Point localization data:

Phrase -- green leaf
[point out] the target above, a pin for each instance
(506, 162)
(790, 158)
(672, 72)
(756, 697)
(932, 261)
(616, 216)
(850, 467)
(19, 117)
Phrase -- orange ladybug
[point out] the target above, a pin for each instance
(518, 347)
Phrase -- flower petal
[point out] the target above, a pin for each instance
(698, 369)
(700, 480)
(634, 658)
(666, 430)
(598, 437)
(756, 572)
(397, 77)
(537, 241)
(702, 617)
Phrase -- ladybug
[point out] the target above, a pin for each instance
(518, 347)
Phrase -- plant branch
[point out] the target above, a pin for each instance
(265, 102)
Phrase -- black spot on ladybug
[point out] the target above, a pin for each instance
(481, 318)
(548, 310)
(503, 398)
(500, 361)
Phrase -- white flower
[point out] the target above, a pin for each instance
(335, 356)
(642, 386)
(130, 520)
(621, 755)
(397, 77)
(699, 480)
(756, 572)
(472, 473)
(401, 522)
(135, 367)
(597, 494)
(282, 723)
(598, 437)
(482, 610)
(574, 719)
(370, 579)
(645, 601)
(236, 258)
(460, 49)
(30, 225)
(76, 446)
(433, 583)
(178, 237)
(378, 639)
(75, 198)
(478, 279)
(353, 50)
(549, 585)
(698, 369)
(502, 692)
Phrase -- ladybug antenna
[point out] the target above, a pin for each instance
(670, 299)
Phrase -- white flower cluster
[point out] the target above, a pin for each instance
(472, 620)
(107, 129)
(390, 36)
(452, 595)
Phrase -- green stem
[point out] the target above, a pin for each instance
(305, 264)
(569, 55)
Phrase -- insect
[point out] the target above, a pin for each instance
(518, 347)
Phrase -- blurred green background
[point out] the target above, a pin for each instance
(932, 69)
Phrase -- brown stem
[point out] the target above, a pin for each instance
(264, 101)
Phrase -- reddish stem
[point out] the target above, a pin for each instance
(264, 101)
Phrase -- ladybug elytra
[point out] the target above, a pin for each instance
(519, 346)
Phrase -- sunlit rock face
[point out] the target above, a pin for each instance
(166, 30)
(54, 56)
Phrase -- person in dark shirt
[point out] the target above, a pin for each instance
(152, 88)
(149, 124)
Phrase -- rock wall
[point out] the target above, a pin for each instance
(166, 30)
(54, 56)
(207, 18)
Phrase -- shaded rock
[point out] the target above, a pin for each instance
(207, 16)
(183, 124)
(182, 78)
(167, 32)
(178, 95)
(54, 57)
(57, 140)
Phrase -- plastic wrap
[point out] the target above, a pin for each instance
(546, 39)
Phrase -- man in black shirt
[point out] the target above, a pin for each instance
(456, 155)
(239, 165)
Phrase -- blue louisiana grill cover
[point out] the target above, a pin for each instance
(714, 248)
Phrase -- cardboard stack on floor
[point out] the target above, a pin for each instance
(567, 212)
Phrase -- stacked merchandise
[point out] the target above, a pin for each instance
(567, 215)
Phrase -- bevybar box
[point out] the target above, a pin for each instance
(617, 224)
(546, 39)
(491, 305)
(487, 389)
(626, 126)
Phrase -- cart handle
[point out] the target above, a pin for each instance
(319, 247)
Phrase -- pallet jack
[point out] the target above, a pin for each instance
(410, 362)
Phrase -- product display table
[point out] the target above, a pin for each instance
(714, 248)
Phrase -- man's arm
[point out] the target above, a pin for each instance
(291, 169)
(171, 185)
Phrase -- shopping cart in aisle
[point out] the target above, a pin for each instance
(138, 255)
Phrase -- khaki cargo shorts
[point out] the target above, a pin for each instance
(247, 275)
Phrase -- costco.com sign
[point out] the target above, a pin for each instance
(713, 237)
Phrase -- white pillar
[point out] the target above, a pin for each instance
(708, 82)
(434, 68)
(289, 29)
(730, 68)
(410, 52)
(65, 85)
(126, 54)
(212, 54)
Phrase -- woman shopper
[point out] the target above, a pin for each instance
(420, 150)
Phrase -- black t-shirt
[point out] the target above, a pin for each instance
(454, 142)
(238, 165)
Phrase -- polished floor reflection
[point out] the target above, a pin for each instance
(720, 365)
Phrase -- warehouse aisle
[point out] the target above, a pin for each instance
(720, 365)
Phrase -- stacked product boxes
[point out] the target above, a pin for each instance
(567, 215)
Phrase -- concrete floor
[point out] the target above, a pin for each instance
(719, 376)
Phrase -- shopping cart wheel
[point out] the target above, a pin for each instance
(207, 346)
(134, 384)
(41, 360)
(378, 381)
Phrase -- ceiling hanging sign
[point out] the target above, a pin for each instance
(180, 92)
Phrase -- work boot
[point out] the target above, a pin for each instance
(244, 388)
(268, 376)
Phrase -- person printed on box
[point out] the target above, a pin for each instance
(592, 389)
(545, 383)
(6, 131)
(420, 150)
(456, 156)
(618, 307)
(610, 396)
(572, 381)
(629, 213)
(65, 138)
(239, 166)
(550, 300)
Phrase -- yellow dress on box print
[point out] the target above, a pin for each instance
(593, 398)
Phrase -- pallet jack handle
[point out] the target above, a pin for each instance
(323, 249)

● WHAT IS NEEDED:
Pick out all lines from the data above in which the word "green" appears.

● FINISHED TASK:
Phrase -- green leaf
Phrase -- green stem
Phrase -- blurred green background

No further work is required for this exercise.